Records for the exercise →
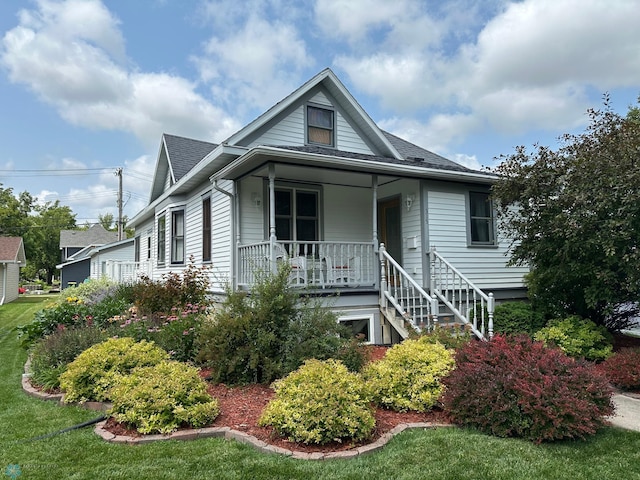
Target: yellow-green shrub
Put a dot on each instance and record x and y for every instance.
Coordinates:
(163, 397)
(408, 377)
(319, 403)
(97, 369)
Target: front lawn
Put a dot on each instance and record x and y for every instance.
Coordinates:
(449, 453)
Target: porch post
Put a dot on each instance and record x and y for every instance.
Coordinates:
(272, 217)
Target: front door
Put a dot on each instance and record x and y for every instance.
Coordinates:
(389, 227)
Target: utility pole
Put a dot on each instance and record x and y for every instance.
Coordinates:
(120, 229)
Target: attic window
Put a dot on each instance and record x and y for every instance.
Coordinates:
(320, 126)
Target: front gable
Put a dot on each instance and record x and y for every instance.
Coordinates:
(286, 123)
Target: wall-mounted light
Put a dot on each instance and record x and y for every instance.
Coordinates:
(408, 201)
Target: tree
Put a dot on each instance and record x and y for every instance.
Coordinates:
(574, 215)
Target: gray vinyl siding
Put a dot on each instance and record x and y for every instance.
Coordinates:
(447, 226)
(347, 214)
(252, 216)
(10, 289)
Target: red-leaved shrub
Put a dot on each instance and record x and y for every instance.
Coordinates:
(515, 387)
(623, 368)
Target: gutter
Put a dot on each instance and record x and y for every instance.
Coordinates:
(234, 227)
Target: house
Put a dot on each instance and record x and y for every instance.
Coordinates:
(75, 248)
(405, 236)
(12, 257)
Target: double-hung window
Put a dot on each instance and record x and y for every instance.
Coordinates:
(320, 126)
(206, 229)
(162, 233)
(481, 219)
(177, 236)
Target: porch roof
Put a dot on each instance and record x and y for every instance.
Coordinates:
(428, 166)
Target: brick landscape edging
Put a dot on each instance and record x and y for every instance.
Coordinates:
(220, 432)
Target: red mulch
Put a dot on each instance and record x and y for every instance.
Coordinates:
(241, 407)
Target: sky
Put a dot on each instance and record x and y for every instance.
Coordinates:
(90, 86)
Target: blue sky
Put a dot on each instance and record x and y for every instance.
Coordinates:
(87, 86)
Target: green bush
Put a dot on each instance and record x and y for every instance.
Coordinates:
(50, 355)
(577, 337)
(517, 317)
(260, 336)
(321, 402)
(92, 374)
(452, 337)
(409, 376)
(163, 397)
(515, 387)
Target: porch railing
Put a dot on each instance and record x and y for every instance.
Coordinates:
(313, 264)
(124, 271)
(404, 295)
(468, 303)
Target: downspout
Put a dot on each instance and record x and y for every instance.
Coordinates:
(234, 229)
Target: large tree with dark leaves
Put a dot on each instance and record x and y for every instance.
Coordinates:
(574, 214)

Your objective → Every record above should come back exactly, but without its pictures.

Written solution →
Target: yellow-green shrub
Put a dot on each instance and record x and y for every instance.
Coordinates:
(163, 397)
(408, 377)
(319, 403)
(97, 369)
Target: front lawn
Put a dot on each instance and record x and y for every instance.
Coordinates:
(449, 453)
Target: porch post
Put a dot on each instance and record x and y for every instance.
Coordinates:
(272, 217)
Target: front door
Put a dot on each instance and record x and y for every instance.
Coordinates:
(389, 227)
Target: utility pole
Put a dot on each instance and record x and y for every instance.
Coordinates:
(120, 229)
Target: attic window
Put a dot on each instance and record x and y for every instance.
Coordinates:
(320, 126)
Target: front gable
Put a dot on each instance and record x and y for every instance.
Coordinates:
(286, 123)
Target: wall-mounted light
Put a dot on each instance and record x and y for every instance.
Coordinates:
(408, 201)
Target: tree
Put a dot on each instance and record x and y for every instance.
Coordinates:
(574, 215)
Target: gray vinyl siding
Put a dot on each instance and record x and y for every instance.
Coordinates:
(447, 226)
(347, 214)
(252, 216)
(10, 289)
Target: red-leaved shrub
Put a dot on each instance and record x and y for every instance.
Coordinates:
(515, 387)
(623, 368)
Target: gutter
Put a dot on each instance and record x and y for every instance.
Coordinates:
(234, 227)
Target: house
Put a dot on each instance and record x and y for every instance.
Coordinates:
(75, 248)
(405, 236)
(12, 257)
Target: double-hung window
Put a dot on each instance and record x and y for every instance.
Coordinates:
(320, 126)
(206, 229)
(162, 233)
(481, 219)
(177, 236)
Target: porch roof
Put a dot on each instance and record x and y for every instance.
Coordinates:
(428, 166)
Target: brick landscape edging
Put a dot on each instance and record x and y for every instance.
Coordinates:
(220, 432)
Target: red mulch
Put a dot on each instance and record x and y for every instance.
Coordinates:
(241, 407)
Target: sky
Put a dot on each instance and record x and y for every instance.
Coordinates:
(90, 86)
Target: blue sky
Put a dot on each instance and record x and y for every instance.
Coordinates:
(87, 86)
Target: green bush
Put a dot on each instance and record x and y for every instance.
Coordinates:
(50, 355)
(577, 337)
(517, 317)
(260, 336)
(321, 402)
(92, 374)
(452, 337)
(409, 376)
(163, 397)
(515, 387)
Target: porch railing
Put a dot on each instance and record x and y for every instance.
Coordinates:
(313, 264)
(124, 271)
(404, 295)
(468, 303)
Target: downspout
Put a dot on each instance and record x and y for every instance.
Coordinates:
(234, 229)
Target: large tree with dark leaves
Put a dot on each instance and record x and y for every instance.
Coordinates:
(574, 214)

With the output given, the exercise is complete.